(Saved entries)
---+---

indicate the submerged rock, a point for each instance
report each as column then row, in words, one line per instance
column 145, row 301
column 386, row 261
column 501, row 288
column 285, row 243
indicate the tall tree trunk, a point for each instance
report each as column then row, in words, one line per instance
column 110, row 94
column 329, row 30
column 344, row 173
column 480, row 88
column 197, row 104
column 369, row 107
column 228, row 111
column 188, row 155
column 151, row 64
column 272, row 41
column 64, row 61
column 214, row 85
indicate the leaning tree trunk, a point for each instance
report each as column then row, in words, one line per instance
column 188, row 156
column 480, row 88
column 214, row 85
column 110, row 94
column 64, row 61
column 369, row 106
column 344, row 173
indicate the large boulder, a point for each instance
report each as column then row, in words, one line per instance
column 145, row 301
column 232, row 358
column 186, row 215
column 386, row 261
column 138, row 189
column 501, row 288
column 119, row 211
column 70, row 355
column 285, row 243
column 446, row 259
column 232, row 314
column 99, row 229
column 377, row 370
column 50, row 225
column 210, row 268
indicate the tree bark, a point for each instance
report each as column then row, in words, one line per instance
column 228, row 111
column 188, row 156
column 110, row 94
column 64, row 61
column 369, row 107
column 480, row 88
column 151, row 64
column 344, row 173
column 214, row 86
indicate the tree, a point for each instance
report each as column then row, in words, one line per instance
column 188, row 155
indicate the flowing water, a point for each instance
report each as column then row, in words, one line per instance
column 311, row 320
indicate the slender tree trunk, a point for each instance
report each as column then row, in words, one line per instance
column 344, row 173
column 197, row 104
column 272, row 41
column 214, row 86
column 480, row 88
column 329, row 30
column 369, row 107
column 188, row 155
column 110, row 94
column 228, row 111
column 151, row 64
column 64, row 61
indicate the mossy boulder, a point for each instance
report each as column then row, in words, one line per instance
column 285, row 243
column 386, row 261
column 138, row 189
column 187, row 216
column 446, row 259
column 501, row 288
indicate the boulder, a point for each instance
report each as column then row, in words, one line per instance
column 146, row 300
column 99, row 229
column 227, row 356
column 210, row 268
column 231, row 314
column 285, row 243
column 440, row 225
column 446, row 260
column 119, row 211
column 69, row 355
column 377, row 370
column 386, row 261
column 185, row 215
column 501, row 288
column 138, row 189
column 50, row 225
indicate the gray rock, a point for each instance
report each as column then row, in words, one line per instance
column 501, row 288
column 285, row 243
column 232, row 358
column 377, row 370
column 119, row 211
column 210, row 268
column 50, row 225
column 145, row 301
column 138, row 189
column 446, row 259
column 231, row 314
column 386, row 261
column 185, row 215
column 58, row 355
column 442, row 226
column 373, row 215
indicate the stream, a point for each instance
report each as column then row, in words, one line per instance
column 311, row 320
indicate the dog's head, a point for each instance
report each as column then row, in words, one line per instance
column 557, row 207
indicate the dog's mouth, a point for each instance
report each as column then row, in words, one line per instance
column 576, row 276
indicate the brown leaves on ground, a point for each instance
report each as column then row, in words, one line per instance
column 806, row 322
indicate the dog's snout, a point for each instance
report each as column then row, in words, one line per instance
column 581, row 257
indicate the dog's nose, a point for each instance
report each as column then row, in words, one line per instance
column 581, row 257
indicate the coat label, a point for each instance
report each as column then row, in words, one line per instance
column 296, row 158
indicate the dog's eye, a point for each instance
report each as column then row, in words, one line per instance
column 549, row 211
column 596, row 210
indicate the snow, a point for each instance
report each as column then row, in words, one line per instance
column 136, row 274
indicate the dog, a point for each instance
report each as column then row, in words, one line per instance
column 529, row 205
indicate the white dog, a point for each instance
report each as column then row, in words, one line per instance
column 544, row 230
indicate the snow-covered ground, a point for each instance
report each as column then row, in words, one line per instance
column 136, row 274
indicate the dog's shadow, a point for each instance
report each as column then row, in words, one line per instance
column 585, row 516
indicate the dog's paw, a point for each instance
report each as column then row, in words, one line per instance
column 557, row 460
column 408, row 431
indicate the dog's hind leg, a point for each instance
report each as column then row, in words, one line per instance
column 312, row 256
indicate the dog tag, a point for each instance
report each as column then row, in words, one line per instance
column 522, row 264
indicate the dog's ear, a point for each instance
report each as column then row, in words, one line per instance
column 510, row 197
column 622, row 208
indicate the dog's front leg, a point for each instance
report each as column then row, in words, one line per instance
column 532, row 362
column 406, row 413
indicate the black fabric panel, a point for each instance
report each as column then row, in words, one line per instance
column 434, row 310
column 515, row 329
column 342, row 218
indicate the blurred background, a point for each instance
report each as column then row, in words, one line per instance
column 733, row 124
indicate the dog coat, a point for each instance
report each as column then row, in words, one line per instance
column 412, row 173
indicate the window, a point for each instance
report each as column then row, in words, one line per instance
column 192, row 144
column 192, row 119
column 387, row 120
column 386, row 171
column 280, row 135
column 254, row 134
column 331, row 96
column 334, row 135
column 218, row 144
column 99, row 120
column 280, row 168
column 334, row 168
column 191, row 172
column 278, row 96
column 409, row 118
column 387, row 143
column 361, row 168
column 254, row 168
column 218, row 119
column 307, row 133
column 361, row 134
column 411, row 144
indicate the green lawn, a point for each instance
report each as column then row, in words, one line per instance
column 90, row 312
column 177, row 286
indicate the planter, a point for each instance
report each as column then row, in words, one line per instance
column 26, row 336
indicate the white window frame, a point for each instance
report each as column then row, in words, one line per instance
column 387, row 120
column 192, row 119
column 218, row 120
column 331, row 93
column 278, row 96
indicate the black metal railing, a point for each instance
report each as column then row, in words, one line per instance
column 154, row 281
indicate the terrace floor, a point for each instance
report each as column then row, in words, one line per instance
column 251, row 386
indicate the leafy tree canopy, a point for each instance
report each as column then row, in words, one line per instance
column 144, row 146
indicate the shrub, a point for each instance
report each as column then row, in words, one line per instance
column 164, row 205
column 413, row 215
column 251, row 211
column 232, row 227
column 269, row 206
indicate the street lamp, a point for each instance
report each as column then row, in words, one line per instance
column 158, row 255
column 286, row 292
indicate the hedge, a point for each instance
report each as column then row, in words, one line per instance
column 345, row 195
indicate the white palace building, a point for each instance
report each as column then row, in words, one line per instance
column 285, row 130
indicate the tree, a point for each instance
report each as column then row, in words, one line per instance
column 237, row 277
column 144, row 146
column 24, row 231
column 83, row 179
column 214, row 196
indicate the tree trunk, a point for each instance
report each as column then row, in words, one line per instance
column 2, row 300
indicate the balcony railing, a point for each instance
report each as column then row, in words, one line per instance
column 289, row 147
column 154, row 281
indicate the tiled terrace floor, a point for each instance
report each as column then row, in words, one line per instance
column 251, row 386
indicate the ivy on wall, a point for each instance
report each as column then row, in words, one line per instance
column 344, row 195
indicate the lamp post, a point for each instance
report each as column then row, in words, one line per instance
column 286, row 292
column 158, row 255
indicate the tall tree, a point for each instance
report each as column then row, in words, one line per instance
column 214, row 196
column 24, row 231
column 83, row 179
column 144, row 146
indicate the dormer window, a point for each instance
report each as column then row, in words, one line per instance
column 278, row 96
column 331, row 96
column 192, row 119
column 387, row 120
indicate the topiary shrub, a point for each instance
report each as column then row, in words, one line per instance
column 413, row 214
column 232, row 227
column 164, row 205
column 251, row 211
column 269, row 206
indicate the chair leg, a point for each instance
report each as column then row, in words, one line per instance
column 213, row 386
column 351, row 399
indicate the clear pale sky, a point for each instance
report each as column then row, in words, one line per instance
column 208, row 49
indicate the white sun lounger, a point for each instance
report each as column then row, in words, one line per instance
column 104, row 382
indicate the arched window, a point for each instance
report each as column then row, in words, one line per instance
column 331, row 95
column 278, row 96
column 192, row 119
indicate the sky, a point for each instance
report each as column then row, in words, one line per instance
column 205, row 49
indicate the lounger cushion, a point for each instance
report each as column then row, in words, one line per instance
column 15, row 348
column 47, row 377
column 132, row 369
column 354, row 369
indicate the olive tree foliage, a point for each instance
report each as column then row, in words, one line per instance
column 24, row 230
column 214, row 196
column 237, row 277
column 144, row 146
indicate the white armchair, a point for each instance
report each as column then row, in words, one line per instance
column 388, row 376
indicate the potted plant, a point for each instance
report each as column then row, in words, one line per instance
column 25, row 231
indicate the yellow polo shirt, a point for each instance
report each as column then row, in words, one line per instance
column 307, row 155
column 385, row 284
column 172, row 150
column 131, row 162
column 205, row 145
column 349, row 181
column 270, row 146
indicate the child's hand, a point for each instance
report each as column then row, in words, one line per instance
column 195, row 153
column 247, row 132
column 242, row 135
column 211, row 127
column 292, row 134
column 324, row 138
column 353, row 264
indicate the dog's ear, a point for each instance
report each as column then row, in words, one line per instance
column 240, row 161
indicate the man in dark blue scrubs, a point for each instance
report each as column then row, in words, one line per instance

---+---

## ACTION ITEM
If a line above contains the word "terrace", list it.

## RESULT OF THIS EXERCISE
indicate the terrace floor, a point for each instance
indicate the tiled terrace floor, a point for each instance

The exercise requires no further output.